══ Records for the exercise

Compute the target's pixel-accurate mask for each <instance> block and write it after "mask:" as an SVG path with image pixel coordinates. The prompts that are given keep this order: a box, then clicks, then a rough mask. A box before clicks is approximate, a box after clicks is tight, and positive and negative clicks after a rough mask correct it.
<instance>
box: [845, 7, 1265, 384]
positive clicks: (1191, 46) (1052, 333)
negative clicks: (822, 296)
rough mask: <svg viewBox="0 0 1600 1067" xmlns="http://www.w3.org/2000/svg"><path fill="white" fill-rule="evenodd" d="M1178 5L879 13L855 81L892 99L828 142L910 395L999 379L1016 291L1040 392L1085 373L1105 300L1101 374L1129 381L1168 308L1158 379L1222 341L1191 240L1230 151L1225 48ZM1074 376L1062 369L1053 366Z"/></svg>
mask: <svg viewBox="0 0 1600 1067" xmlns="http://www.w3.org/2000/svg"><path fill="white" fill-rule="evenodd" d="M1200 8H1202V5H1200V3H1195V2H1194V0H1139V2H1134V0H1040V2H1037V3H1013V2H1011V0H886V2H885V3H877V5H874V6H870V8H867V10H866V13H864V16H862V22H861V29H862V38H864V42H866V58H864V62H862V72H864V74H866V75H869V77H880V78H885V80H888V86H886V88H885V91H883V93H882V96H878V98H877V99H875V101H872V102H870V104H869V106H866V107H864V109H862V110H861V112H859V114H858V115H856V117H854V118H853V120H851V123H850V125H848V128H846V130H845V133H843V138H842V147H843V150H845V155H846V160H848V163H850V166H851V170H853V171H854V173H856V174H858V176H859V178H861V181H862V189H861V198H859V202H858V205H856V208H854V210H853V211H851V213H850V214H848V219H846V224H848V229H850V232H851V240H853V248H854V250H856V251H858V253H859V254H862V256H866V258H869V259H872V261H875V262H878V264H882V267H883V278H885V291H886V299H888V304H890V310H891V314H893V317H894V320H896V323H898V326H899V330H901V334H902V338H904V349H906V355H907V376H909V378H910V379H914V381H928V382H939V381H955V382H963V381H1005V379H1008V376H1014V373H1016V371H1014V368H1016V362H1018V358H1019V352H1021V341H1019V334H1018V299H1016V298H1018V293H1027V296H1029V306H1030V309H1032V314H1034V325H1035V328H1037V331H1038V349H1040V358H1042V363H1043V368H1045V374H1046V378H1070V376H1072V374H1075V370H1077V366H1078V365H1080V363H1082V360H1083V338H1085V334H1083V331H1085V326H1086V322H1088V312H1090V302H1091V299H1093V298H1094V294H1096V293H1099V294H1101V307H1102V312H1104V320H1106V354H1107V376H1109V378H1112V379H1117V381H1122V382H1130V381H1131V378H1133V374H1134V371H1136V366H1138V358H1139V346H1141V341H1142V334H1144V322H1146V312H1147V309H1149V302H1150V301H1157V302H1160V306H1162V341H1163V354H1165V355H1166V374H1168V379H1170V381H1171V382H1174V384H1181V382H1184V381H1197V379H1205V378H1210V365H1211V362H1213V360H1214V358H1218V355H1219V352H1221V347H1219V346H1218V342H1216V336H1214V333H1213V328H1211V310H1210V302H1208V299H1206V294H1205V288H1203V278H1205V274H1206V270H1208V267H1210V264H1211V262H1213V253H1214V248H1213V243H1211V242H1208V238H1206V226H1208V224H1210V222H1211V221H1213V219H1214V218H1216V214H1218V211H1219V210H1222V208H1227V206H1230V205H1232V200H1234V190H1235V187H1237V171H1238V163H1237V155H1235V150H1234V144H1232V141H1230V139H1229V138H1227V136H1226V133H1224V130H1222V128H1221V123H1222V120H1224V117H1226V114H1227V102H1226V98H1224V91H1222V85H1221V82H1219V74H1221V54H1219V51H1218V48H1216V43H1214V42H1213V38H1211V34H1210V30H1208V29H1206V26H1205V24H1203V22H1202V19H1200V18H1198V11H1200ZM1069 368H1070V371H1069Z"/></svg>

════

■ **Task directions**
Would you return the entries exactly as they stand?

■ **Exercise answer**
Compute the target's pixel-accurate mask for each <instance> block and write it after "mask:" as an SVG path with image pixel coordinates. The prompts that are given keep this order: a box, then clicks, then a rough mask. A box before clicks is approximate, a box after clicks is tight, and positive and negative clicks after a rough mask correct it.
<instance>
box: [845, 7, 1265, 384]
positive clicks: (1191, 46) (1052, 333)
negative clicks: (822, 296)
rough mask: <svg viewBox="0 0 1600 1067" xmlns="http://www.w3.org/2000/svg"><path fill="white" fill-rule="evenodd" d="M1178 5L879 13L855 81L892 99L828 142L910 395L999 379L1016 291L1040 392L1085 373L1105 300L1101 374L1129 381L1168 308L1158 379L1222 341L1191 240L1230 151L1225 48ZM1074 376L1062 369L1053 366Z"/></svg>
mask: <svg viewBox="0 0 1600 1067" xmlns="http://www.w3.org/2000/svg"><path fill="white" fill-rule="evenodd" d="M1200 8H1202V5H1200V3H1195V2H1194V0H1139V2H1134V0H1040V2H1037V3H1013V2H1011V0H886V2H885V3H877V5H874V6H870V8H867V10H866V13H864V16H862V22H861V29H862V38H864V42H866V58H864V62H862V72H864V74H866V75H869V77H880V78H885V80H888V86H886V88H885V91H883V93H882V96H878V98H877V99H875V101H872V102H870V104H869V106H866V107H864V109H862V110H861V112H859V114H858V115H856V117H854V118H853V120H851V123H850V125H848V128H846V130H845V133H843V138H842V147H843V150H845V155H846V160H848V163H850V166H851V170H853V171H854V173H856V174H858V176H859V178H861V181H862V189H861V198H859V202H858V205H856V208H854V210H853V211H851V213H850V214H848V219H846V224H848V229H850V232H851V240H853V248H854V250H856V251H858V253H859V254H862V256H866V258H869V259H872V261H875V262H878V264H882V267H883V278H885V291H886V299H888V304H890V310H891V314H893V317H894V320H896V323H898V326H899V330H901V334H902V338H904V349H906V355H907V376H909V378H910V379H914V381H928V382H939V381H955V382H963V381H1005V379H1008V376H1014V373H1016V371H1014V368H1016V362H1018V358H1019V352H1021V341H1019V334H1018V299H1016V298H1018V293H1027V296H1029V306H1030V309H1032V314H1034V325H1035V328H1037V331H1038V349H1040V358H1042V363H1043V368H1045V374H1046V378H1070V376H1072V374H1075V370H1077V366H1078V365H1080V363H1082V360H1083V338H1085V334H1083V331H1085V326H1086V322H1088V312H1090V302H1091V299H1093V298H1094V294H1096V293H1099V294H1101V307H1102V312H1104V320H1106V354H1107V376H1109V378H1112V379H1117V381H1122V382H1130V381H1131V378H1133V374H1134V371H1136V366H1138V358H1139V346H1141V341H1142V334H1144V322H1146V312H1147V309H1149V302H1150V301H1157V302H1160V306H1162V341H1163V354H1165V355H1166V374H1168V379H1170V381H1171V382H1174V384H1181V382H1184V381H1197V379H1205V378H1210V365H1211V362H1213V360H1214V358H1218V355H1219V352H1221V347H1219V346H1218V342H1216V336H1214V333H1213V328H1211V310H1210V302H1208V299H1206V294H1205V288H1203V278H1205V274H1206V270H1208V267H1210V264H1211V262H1213V253H1214V248H1213V243H1211V242H1208V238H1206V226H1208V224H1210V222H1211V221H1213V219H1214V218H1216V214H1218V211H1219V210H1222V208H1227V206H1230V205H1232V200H1234V190H1235V187H1237V171H1238V163H1237V155H1235V150H1234V144H1232V141H1230V139H1229V138H1227V136H1226V133H1224V130H1222V128H1221V123H1222V120H1224V117H1226V114H1227V102H1226V98H1224V91H1222V85H1221V82H1219V74H1221V54H1219V51H1218V48H1216V43H1214V42H1213V38H1211V34H1210V30H1208V29H1206V26H1205V24H1203V22H1202V19H1200V18H1198V11H1200ZM1069 368H1070V371H1069Z"/></svg>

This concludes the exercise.